This week’s economic data was under the microscope coming ahead of the Bank of Canada (BoC) interest rate announcement and updated Monetary Policy Report on July 24th. Canada’s inflation data garnered the highest scrutiny, and it came in lower than consensus expectations with a 2.7% reading – the slowest pace in more than three years. This reading cemented market bets for a quarter-point interest rate cut next week. We agree that is the most likely outcome, however, a renewed uptick in services inflation could spook the BoC into holding rates steady.

Scratching beneath the surface on CPI inflation, there is one fly in the ointment. The BoC’s preferred core inflation measure didn’t make any progress in June, stuck at 2.8% year-on-year (y/y) on average (Chart 1). Narrowing in on the most recent three months, core inflation pressures picked up from 2.5% in May to 2.9% in June. If the Bank of Canada opts to surprise markets next week and take a pause on rate cuts, this will likely be the reason that they cite. 

It will come down to how much weight the Bank of Canada puts on this particular fly. Other activity and sentiment indicators are sending very clear signals that the Canadian economy is bending under the weight of higher rates. The BoC’s Business Outlook Survey for the second quarter was one such sign. The survey described business sentiment as low, and the main factors businesses mentioned were weighing on sentiment were: elevated interest rates, weak demand for non-essential goods and services, and ongoing high costs. Businesses expectations for future sales also remained historically low, and those tied to discretionary consumer spending are particularly weak (Chart 2). Businesses also expect growth in their selling prices to continue easing, which is good news for future progress on the Bank’s inflation target.

Natural-language descriptions of regions:
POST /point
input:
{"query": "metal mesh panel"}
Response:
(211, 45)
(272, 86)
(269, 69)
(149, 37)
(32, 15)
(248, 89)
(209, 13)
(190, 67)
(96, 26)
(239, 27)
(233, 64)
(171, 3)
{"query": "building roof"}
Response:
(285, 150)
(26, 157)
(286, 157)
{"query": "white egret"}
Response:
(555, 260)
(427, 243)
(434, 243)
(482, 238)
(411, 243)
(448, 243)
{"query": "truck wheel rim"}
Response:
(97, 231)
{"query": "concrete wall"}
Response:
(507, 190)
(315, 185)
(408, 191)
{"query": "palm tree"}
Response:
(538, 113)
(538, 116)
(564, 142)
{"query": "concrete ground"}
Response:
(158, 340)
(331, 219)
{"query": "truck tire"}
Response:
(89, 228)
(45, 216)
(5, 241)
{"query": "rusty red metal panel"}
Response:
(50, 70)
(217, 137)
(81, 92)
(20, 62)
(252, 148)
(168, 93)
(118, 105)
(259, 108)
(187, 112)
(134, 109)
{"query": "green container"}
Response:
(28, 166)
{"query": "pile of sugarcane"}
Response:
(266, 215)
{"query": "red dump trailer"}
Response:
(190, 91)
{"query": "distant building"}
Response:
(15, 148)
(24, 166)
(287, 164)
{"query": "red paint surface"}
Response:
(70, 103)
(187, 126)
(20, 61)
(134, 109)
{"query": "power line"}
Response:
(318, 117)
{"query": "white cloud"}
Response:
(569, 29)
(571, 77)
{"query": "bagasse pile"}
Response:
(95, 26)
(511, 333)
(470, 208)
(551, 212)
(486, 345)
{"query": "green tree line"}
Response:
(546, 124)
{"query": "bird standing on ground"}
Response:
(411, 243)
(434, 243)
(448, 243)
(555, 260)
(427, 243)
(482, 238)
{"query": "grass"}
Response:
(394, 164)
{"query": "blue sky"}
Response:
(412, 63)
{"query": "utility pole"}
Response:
...
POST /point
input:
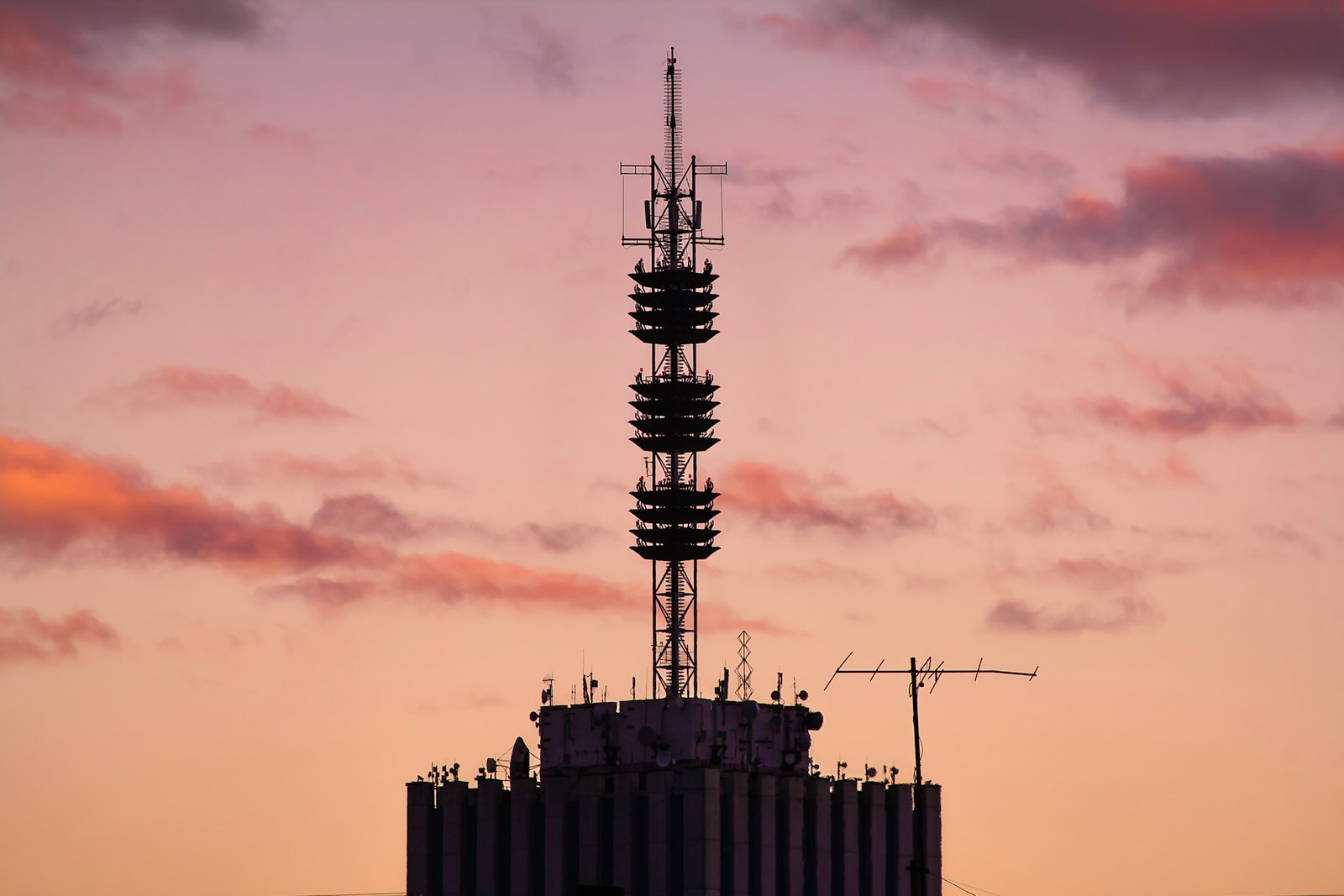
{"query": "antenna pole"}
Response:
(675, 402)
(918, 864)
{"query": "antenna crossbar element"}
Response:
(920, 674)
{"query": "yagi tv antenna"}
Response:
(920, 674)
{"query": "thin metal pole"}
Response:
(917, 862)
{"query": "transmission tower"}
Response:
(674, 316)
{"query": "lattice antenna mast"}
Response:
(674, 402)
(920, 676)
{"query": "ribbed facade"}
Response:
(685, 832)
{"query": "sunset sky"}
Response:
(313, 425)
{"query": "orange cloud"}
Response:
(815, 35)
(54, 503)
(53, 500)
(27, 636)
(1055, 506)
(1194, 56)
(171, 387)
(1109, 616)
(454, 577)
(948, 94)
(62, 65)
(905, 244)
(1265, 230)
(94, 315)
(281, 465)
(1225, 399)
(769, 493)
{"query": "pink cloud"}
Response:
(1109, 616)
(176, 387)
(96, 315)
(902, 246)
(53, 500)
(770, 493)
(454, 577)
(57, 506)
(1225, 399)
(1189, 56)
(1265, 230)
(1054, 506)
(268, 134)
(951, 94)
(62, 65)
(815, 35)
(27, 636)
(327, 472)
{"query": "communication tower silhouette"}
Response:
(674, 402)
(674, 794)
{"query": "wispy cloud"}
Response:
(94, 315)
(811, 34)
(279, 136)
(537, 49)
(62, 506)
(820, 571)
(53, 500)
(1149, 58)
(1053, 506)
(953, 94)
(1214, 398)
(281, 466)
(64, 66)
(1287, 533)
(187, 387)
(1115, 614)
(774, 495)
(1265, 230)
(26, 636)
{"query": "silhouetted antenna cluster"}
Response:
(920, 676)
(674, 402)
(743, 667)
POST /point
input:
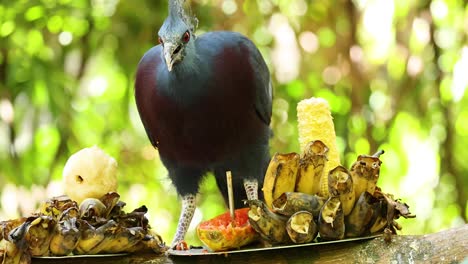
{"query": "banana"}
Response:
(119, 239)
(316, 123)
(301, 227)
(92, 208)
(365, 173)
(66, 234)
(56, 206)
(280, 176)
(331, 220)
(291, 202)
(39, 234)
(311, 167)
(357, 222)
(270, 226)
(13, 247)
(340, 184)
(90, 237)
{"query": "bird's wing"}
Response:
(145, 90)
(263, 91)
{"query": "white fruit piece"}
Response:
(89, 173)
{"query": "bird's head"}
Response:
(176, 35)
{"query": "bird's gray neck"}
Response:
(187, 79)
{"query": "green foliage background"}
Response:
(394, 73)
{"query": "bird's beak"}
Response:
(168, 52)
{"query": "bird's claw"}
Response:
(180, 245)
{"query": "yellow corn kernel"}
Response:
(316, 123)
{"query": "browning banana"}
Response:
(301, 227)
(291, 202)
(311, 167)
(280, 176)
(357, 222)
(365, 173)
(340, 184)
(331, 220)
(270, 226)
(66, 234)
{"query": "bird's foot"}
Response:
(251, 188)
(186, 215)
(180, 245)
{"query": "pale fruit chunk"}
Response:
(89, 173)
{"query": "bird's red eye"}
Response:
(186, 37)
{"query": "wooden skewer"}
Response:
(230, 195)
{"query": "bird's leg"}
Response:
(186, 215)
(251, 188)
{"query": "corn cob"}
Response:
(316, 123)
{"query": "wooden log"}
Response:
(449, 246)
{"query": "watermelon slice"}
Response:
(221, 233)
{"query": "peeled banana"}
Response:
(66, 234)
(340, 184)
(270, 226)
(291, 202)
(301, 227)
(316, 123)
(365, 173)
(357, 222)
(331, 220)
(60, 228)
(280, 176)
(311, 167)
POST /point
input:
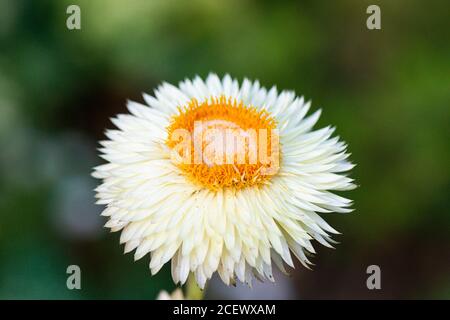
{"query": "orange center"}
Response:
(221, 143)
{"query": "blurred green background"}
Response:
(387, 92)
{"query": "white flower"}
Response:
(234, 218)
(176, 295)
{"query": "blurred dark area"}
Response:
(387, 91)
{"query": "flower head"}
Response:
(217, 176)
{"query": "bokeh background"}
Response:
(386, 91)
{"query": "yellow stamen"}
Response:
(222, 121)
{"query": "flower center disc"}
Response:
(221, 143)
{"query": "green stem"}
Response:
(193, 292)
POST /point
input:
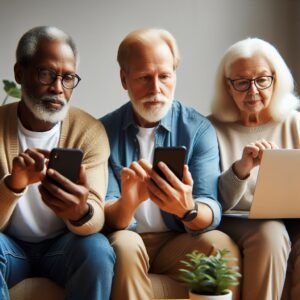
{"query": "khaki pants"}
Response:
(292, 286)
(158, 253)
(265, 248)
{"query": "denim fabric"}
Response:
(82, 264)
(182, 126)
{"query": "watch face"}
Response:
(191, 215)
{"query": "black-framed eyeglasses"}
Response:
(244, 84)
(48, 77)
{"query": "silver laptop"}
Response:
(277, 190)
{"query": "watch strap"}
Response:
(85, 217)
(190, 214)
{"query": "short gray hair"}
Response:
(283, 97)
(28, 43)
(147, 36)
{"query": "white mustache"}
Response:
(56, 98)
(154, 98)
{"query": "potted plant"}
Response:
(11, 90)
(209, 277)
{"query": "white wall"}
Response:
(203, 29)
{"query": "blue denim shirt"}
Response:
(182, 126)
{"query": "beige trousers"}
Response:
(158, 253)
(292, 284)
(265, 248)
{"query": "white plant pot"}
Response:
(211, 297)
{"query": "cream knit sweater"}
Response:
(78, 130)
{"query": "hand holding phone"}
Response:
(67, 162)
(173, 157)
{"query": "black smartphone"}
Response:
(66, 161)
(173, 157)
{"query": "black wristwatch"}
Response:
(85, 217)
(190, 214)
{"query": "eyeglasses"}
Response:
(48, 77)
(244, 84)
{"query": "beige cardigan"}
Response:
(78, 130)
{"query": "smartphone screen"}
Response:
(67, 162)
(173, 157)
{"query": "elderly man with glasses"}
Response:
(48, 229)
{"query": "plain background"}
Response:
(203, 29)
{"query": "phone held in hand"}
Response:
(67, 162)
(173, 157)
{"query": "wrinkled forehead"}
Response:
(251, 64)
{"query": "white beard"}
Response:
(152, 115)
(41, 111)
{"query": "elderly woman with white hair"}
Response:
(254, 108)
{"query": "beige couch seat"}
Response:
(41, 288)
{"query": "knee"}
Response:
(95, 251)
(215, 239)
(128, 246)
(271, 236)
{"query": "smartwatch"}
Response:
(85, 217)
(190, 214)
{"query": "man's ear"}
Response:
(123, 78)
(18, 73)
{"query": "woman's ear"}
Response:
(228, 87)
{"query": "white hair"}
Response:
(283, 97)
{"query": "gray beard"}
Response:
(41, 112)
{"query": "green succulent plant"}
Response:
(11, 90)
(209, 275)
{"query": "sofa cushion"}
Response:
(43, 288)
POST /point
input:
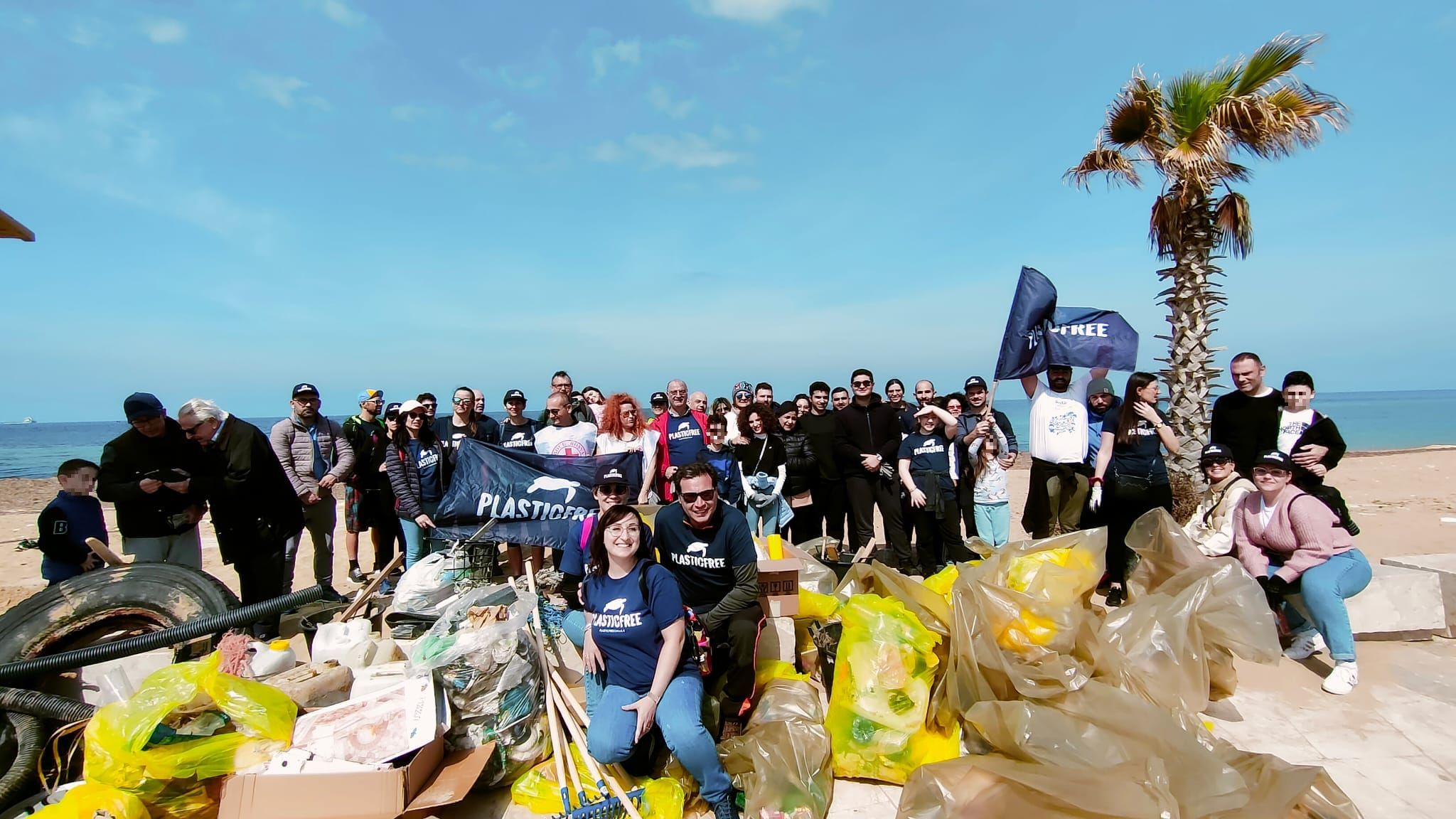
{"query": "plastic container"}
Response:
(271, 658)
---
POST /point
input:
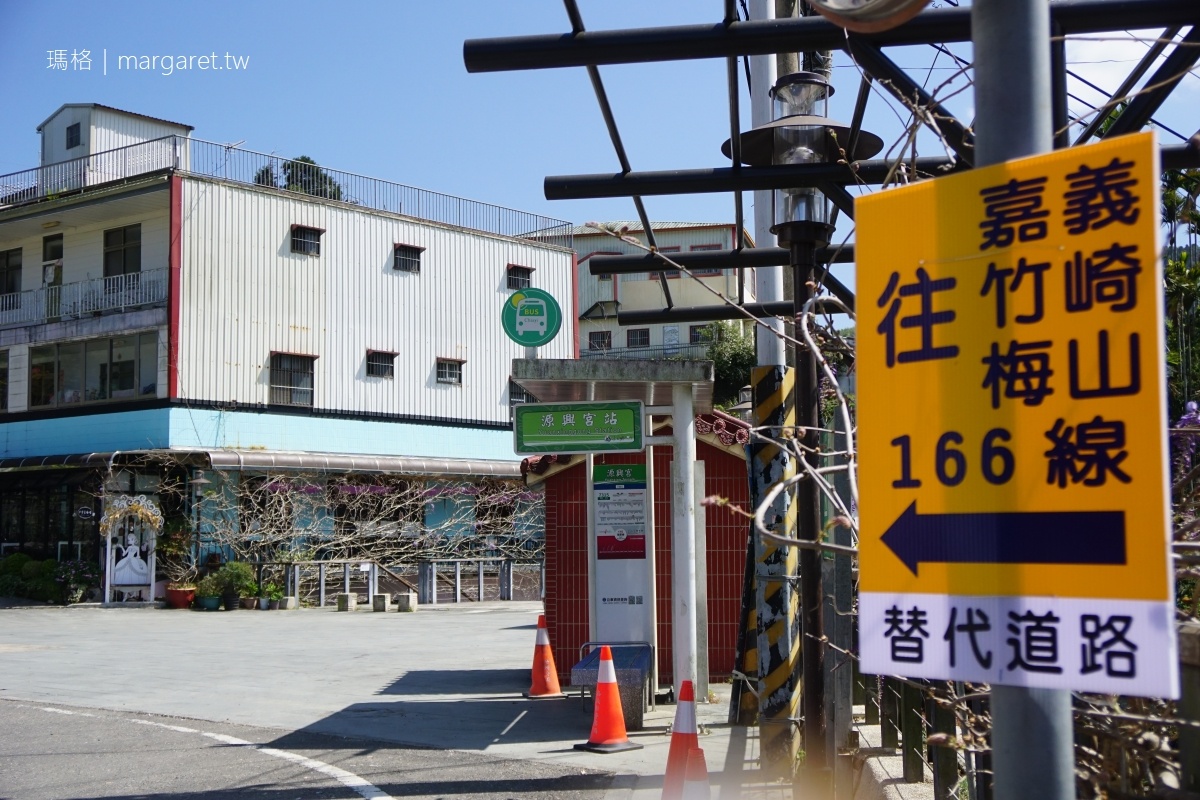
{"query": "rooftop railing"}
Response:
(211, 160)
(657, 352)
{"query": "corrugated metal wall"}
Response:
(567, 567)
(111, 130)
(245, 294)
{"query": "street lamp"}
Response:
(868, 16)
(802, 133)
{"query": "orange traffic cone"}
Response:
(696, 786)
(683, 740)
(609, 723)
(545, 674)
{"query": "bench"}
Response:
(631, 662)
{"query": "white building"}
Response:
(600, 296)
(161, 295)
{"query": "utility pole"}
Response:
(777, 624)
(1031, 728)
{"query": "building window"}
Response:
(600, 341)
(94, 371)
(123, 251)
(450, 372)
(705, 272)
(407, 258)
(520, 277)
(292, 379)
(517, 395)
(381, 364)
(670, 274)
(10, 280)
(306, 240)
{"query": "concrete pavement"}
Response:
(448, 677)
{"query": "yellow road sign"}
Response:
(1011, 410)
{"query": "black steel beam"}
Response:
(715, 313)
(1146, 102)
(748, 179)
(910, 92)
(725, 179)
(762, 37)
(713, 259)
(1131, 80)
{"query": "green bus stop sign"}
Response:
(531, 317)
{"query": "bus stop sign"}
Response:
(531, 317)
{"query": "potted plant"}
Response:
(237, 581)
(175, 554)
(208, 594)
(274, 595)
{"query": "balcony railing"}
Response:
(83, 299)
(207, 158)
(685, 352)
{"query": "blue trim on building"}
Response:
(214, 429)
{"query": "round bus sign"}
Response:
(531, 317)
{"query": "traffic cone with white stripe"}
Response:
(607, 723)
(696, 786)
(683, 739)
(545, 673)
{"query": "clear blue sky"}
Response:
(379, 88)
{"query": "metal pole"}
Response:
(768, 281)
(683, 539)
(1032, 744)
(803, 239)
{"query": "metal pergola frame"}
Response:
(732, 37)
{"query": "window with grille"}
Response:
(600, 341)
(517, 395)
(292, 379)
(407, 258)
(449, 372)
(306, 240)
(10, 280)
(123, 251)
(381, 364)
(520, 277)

◆ Work item ◆
In the text on Canadian economic data, what three main factors did businesses say were weighing on their sentiment?

◆ Response box ◆
Elevated interest rates, weak demand for non-essential goods and services, and ongoing high costs.